═════ Exercise material

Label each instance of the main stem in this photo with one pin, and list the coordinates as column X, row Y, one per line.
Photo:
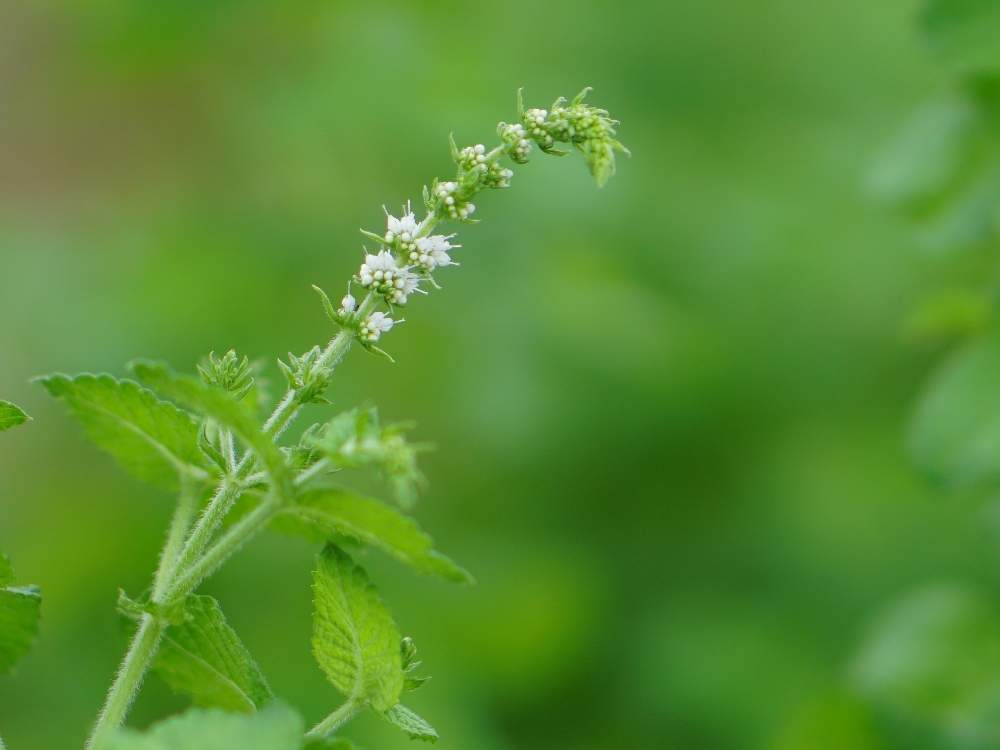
column 128, row 680
column 183, row 568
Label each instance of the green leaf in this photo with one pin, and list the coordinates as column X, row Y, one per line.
column 327, row 744
column 275, row 728
column 932, row 656
column 963, row 34
column 336, row 511
column 955, row 433
column 217, row 404
column 355, row 640
column 11, row 415
column 205, row 659
column 414, row 726
column 19, row 615
column 154, row 440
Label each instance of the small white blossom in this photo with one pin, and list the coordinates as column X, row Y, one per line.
column 378, row 268
column 375, row 325
column 405, row 227
column 382, row 274
column 347, row 305
column 432, row 252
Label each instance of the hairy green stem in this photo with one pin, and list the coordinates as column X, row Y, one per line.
column 133, row 669
column 334, row 721
column 180, row 524
column 183, row 567
column 227, row 545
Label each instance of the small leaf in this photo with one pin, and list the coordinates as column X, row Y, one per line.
column 154, row 440
column 375, row 523
column 963, row 34
column 955, row 433
column 11, row 415
column 414, row 726
column 275, row 728
column 217, row 404
column 355, row 640
column 19, row 616
column 205, row 659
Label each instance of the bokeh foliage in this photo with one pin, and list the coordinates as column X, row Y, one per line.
column 669, row 418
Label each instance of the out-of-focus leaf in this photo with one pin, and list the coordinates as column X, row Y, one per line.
column 955, row 433
column 11, row 415
column 215, row 403
column 933, row 661
column 205, row 659
column 152, row 439
column 963, row 34
column 355, row 640
column 928, row 154
column 950, row 313
column 275, row 728
column 339, row 512
column 19, row 614
column 415, row 727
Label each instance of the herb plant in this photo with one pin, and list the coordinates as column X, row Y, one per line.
column 204, row 438
column 20, row 606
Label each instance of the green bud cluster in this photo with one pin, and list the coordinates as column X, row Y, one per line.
column 307, row 376
column 228, row 372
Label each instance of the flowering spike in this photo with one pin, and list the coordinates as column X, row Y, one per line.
column 327, row 305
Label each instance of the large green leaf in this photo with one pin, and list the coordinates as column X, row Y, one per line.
column 11, row 415
column 19, row 614
column 153, row 439
column 336, row 511
column 963, row 34
column 215, row 403
column 275, row 728
column 355, row 640
column 205, row 659
column 955, row 434
column 932, row 660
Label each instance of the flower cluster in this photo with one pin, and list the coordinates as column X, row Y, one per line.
column 383, row 275
column 409, row 253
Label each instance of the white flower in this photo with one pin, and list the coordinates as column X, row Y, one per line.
column 405, row 227
column 378, row 268
column 432, row 252
column 375, row 325
column 404, row 285
column 347, row 305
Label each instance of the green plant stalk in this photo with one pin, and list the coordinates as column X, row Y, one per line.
column 181, row 571
column 180, row 525
column 130, row 675
column 334, row 721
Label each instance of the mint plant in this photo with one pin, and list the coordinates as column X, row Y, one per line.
column 204, row 438
column 20, row 606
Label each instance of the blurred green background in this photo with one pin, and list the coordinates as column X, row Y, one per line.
column 669, row 415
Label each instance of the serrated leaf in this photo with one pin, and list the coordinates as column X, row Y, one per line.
column 205, row 659
column 11, row 415
column 415, row 727
column 217, row 404
column 275, row 728
column 355, row 640
column 336, row 511
column 153, row 439
column 955, row 432
column 20, row 611
column 963, row 34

══════════

* **Exercise directions**: Print every entry above again, exactly as written. Leave the images out.

* **Result**:
Label each instance of the main stem in this photo with one pin, and list the coordinates as column X, row Y, one per line.
Photo:
column 128, row 680
column 183, row 568
Label each instance of the green leaf in this photo with one pin, and list the coordinates as column X, row Y, one per line.
column 327, row 744
column 275, row 728
column 932, row 656
column 963, row 34
column 336, row 511
column 955, row 433
column 217, row 404
column 355, row 640
column 11, row 415
column 205, row 659
column 414, row 726
column 19, row 615
column 154, row 440
Label each instance of the small white blossom in this photo with one pin, and list the coordinates as column X, row Y, one per line.
column 378, row 268
column 375, row 325
column 405, row 227
column 382, row 274
column 347, row 305
column 432, row 252
Label each instance of the hairy green stem in this photo with one pin, and list the coordinates as column X, row Y, one per line.
column 133, row 669
column 334, row 721
column 180, row 524
column 183, row 567
column 227, row 545
Label each instance of the small leaf in this photo with one pin, and list the coordinates as column X, row Y, one per line.
column 154, row 440
column 375, row 523
column 963, row 34
column 955, row 433
column 11, row 415
column 414, row 726
column 275, row 728
column 217, row 404
column 355, row 640
column 19, row 616
column 205, row 659
Label each instance of the bokeh foliage in this photo with one pin, and list the coordinates as column X, row Y, one per line.
column 669, row 418
Label each instance of the out-of-focus leaf in this photo with one pin, and list the coordinates as column X, row Y, one per line.
column 955, row 433
column 11, row 415
column 215, row 403
column 933, row 661
column 205, row 659
column 152, row 439
column 963, row 34
column 355, row 640
column 928, row 154
column 950, row 313
column 275, row 728
column 339, row 512
column 19, row 614
column 415, row 727
Label each instance of the herb plant in this photo with one pin, and list the coordinates as column X, row Y, one per line.
column 204, row 438
column 20, row 606
Label each instance of the green bud cluster in this photo with one pin, and list the coordinates as column X, row Y, one per line.
column 307, row 376
column 228, row 372
Label each instance of the flowering spike in this photo with one pin, and list the coordinates as column X, row Y, one per line.
column 327, row 305
Label each instance of the large green leaf in this photo with one pin, and list the coordinates as column X, row Y, one per line.
column 11, row 415
column 19, row 614
column 153, row 439
column 336, row 511
column 963, row 34
column 215, row 403
column 275, row 728
column 355, row 640
column 205, row 659
column 955, row 434
column 932, row 660
Label each instance of the flower cluster in this photo with one pin, and list the coordinates as column X, row Y, one per line.
column 383, row 275
column 409, row 253
Label each instance of the white flower in this photo with one pin, and list the coordinates as column X, row Y, one per line.
column 405, row 227
column 378, row 268
column 432, row 252
column 375, row 325
column 404, row 285
column 347, row 305
Label each instance of the green plant stalk in this photo with one pin, and list the coordinates as column X, row Y, one per line.
column 181, row 571
column 180, row 525
column 130, row 675
column 334, row 721
Label each instance of the mint plant in this photo with one pin, and list the coordinates as column X, row Y, one per line.
column 204, row 438
column 20, row 606
Label each instance of the blurred green background in this photo with one pin, and list the coordinates as column X, row Y, one per line.
column 669, row 415
Label each instance of the serrated leaf in this photo with one pin, and list the coordinates as column X, row Y, one per line.
column 205, row 659
column 11, row 415
column 415, row 727
column 217, row 404
column 275, row 728
column 355, row 640
column 336, row 511
column 153, row 439
column 955, row 432
column 20, row 611
column 963, row 34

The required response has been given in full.